**DATA ROWS**
:::

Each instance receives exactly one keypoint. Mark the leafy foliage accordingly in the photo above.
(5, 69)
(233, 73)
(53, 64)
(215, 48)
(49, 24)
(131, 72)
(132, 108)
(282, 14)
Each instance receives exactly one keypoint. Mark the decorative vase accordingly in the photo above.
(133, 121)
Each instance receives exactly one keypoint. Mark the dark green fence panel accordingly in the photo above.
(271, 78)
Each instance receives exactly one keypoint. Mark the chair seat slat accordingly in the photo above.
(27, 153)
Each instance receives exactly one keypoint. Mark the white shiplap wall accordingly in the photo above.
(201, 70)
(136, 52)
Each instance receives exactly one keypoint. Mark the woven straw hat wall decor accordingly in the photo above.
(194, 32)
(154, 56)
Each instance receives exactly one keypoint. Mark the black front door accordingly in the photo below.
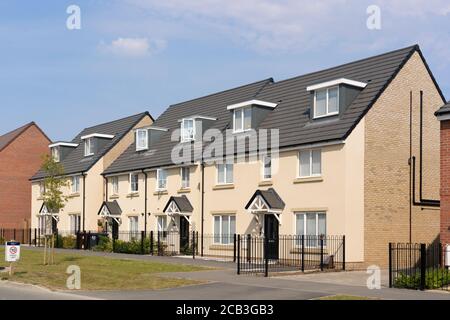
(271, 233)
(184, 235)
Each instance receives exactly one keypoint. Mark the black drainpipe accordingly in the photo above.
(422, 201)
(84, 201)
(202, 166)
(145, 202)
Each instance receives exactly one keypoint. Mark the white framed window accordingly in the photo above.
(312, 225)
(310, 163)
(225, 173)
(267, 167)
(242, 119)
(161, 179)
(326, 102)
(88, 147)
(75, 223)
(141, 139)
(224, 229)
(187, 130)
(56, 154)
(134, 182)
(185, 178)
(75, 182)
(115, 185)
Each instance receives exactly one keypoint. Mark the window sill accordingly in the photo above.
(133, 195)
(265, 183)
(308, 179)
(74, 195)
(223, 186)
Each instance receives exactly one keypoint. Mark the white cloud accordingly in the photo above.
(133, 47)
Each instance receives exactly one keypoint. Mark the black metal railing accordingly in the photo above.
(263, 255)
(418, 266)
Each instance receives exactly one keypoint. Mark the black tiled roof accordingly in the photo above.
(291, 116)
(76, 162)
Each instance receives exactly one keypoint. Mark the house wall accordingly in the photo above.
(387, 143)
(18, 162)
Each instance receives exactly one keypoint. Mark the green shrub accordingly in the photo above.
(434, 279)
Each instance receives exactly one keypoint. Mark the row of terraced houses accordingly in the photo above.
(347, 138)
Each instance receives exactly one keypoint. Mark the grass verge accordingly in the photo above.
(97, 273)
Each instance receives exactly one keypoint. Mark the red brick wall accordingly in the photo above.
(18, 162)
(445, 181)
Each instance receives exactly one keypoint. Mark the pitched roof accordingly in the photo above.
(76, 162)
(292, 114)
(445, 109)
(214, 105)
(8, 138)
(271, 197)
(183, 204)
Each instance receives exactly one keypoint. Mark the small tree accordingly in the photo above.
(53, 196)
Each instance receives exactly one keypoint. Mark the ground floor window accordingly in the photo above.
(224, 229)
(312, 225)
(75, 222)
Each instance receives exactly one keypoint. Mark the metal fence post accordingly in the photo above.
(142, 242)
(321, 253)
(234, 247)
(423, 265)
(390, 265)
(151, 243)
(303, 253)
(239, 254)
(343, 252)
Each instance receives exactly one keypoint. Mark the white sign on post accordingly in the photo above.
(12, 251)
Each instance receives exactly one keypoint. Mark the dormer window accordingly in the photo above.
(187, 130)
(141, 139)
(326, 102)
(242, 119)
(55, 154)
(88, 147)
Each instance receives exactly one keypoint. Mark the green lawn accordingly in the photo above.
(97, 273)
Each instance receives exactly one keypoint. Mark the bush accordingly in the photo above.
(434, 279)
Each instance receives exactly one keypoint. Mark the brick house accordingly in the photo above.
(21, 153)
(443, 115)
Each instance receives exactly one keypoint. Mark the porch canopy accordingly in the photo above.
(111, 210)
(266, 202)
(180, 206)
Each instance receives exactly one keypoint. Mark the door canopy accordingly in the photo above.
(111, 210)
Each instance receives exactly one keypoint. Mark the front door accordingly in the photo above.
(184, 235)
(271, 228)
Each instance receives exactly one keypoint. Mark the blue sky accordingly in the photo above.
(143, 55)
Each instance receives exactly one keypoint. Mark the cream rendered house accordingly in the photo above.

:::

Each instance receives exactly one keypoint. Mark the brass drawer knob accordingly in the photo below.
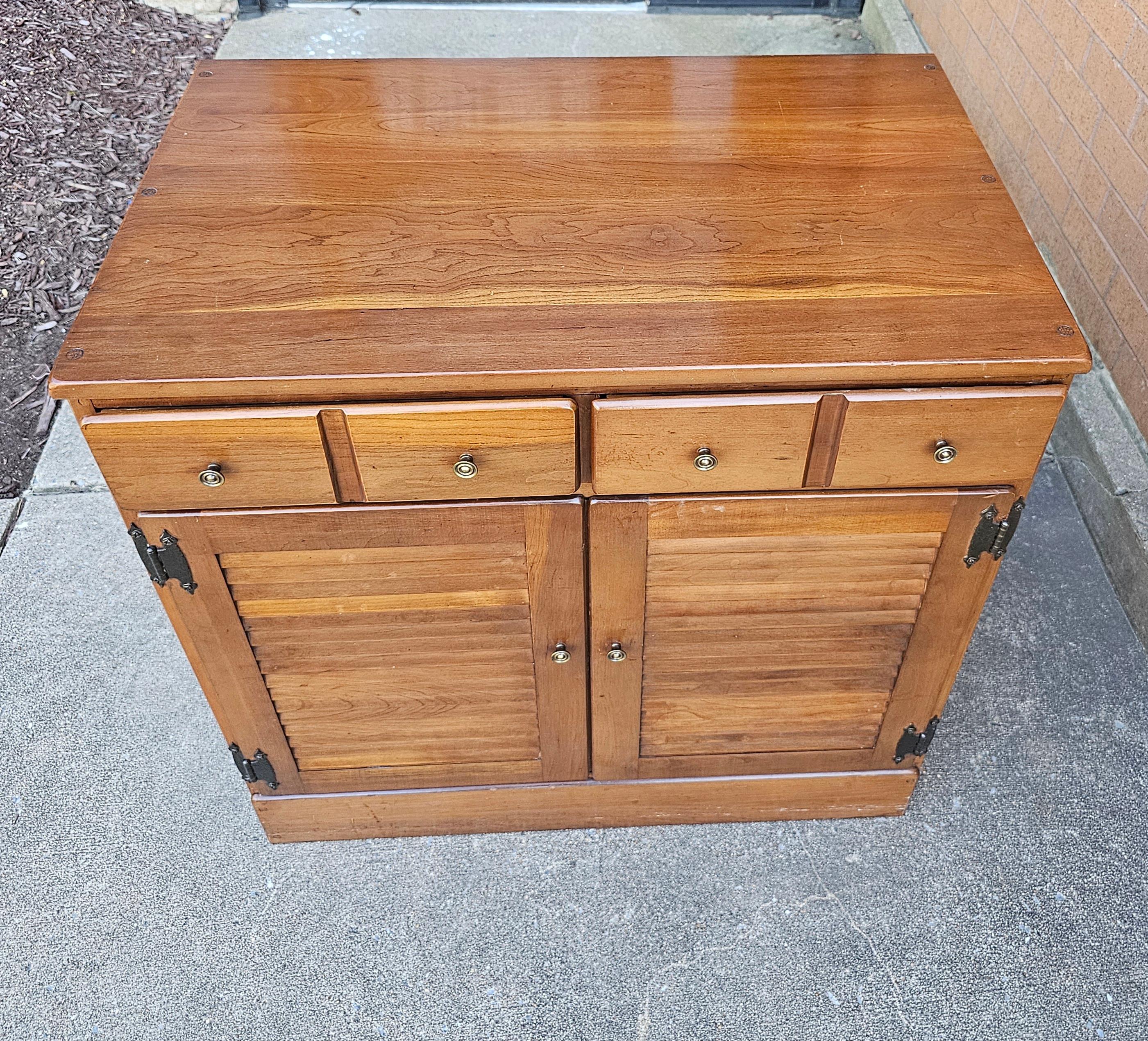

:::

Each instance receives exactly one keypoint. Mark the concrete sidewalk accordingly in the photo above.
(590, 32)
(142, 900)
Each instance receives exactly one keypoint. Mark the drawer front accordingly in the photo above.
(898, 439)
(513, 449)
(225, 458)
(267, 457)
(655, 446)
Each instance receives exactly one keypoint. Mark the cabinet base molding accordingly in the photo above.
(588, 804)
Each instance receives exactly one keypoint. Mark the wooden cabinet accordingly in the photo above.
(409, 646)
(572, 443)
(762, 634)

:::

**WRITTEN EXERCISE**
Return verbatim every line of the material between the line holding "Each instance receives exactly one keypoint. Mark the metal" and the line holding "Each instance receives exactly one keypoint. Mark the cream", inclusive.

**SOLUTION TO THIS EXERCISE**
Each instance receives exactly one keypoint. Mark the metal fence post accordingly in the photo above.
(142, 242)
(321, 253)
(234, 247)
(423, 265)
(390, 265)
(151, 243)
(303, 253)
(239, 254)
(343, 252)
Each instance receives exactly one keypoint. Mark the white sign on post accordingly in the photo above.
(12, 251)
Each instance receives exactly one keypoint. Mark the dormer window accordingly in the photo above.
(187, 130)
(141, 139)
(326, 102)
(242, 119)
(55, 154)
(88, 147)
Each instance receives exactly one keypoint. Mark the green lawn accordingly in the photo above.
(97, 273)
Each instance receives exactly one keypoint. Mark the bush accordingly in the photo above.
(434, 279)
Each instance receives exactly one keypoint. Mark the brick house accordingly in the photo above.
(21, 153)
(443, 115)
Each instance receives exactly one keypoint. Mark the porch canopy accordingly in the photo above.
(111, 210)
(266, 202)
(180, 206)
Each instance receives exactly one keypoint. Mark the door canopy accordingly in the photo above.
(111, 210)
Each instance receives exactly one keypoint. Mark the front door accordingly in the photo above.
(184, 235)
(271, 228)
Each instance receives exactly one keypoint. Mark the blue sky accordingly in the photo above.
(143, 55)
Each instance receives exactly one keypoint. Mark the cream rendered house accordingly in the photo above.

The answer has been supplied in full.